## Selected excerpt
────────────────────
I am reading Elements of set theory by Enderton. I am having a conceptual difficulty with why it seems that certain definitions almost have to be 'proved' to work?
Specifically, I am reading about defining an ordered pair set such that $$\langle x,y \rangle = \langle u,v \rangle$$ are identical objects.
He describes how it is defined as:
$$\langle x,y \rangle = \{\{x\},\{x,y\}\} $$
and also describes various definitions that do not work, such as $$\langle u,v \rangle = \{x,y\}$$
What I don't understand is why either of these are necessary. In his final remark on the section he states 'The preceeding theorem lets us unambiguously define the first coordinate of $\langle x,y \rangle$ to be $x$, and the second coordinate to be $y$'. If this is the ultimate goal, why does it matter that we 'show' the definition works in this way? Why can't we simply say, 'Whenever something of the form $\langle x,y \rangle$ is used, it is an ordered pair and $x$ is the first coordinate and $y$ is the second coordinate.'?
────────────────────
## Material shown

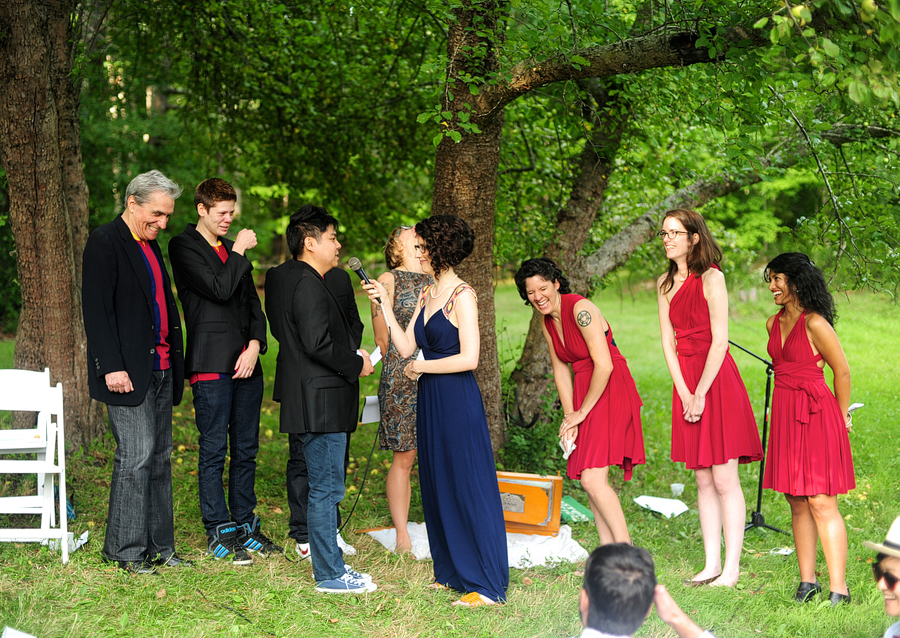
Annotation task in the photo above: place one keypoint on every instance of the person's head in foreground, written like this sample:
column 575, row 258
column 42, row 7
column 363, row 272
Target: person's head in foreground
column 619, row 582
column 886, row 569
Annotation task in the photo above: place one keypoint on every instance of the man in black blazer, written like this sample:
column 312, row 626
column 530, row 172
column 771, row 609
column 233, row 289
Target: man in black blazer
column 226, row 333
column 136, row 367
column 317, row 382
column 341, row 286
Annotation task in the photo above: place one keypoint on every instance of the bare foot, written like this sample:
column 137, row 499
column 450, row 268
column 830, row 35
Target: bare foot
column 403, row 547
column 725, row 580
column 707, row 575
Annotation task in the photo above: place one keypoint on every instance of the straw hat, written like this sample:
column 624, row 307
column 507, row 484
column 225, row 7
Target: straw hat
column 891, row 545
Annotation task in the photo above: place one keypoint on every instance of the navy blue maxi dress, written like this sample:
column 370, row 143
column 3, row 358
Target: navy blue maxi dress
column 460, row 495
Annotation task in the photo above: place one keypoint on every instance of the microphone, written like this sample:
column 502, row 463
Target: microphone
column 356, row 267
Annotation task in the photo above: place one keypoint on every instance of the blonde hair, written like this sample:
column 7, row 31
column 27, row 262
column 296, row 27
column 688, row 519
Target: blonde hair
column 393, row 249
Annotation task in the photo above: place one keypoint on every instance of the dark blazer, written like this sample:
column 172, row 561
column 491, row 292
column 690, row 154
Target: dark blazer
column 340, row 284
column 222, row 311
column 317, row 369
column 116, row 299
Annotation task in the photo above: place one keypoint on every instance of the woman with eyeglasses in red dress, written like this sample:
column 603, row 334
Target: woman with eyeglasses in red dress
column 713, row 428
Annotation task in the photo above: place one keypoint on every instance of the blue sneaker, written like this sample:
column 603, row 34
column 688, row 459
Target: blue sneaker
column 224, row 543
column 254, row 540
column 366, row 578
column 346, row 584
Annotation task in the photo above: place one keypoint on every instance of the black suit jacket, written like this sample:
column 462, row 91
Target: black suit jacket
column 222, row 311
column 317, row 370
column 340, row 284
column 117, row 302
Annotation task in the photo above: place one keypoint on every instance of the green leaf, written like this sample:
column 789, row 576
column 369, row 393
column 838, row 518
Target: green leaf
column 831, row 49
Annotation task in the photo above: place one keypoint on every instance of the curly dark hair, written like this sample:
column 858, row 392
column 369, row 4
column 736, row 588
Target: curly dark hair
column 807, row 283
column 448, row 240
column 542, row 267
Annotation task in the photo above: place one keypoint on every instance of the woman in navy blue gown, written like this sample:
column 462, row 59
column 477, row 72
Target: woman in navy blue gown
column 460, row 495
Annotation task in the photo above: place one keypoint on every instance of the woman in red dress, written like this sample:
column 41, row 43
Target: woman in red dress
column 809, row 451
column 602, row 408
column 713, row 428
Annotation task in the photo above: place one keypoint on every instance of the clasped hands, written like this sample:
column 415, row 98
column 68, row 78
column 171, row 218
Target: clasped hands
column 693, row 407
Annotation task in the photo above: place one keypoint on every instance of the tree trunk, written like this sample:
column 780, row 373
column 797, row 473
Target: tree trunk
column 40, row 149
column 465, row 184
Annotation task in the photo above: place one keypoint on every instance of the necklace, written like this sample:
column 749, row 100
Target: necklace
column 435, row 296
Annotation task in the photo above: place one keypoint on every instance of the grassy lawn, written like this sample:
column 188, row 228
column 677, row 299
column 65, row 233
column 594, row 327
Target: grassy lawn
column 275, row 596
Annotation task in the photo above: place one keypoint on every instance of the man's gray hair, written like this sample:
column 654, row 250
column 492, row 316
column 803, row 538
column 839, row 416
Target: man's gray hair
column 145, row 184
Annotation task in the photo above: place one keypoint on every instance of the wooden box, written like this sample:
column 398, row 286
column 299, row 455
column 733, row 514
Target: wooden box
────────────────────
## Requirements
Copy out the question about defining ordered pairs in set theory in full, word for word.

## Written solution
I am reading Elements of set theory by Enderton. I am having a conceptual difficulty with why it seems that certain definitions almost have to be 'proved' to work?
Specifically, I am reading about defining an ordered pair set such that $$\langle x,y \rangle = \langle u,v \rangle$$ are identical objects.
He describes how it is defined as:
$$\langle x,y \rangle = \{\{x\},\{x,y\}\} $$
and also describes various definitions that do not work, such as $$\langle u,v \rangle = \{x,y\}$$
What I don't understand is why either of these are necessary. In his final remark on the section he states 'The preceeding theorem lets us unambiguously define the first coordinate of $\langle x,y \rangle$ to be $x$, and the second coordinate to be $y$'. If this is the ultimate goal, why does it matter that we 'show' the definition works in this way? Why can't we simply say, 'Whenever something of the form $\langle x,y \rangle$ is used, it is an ordered pair and $x$ is the first coordinate and $y$ is the second coordinate.'?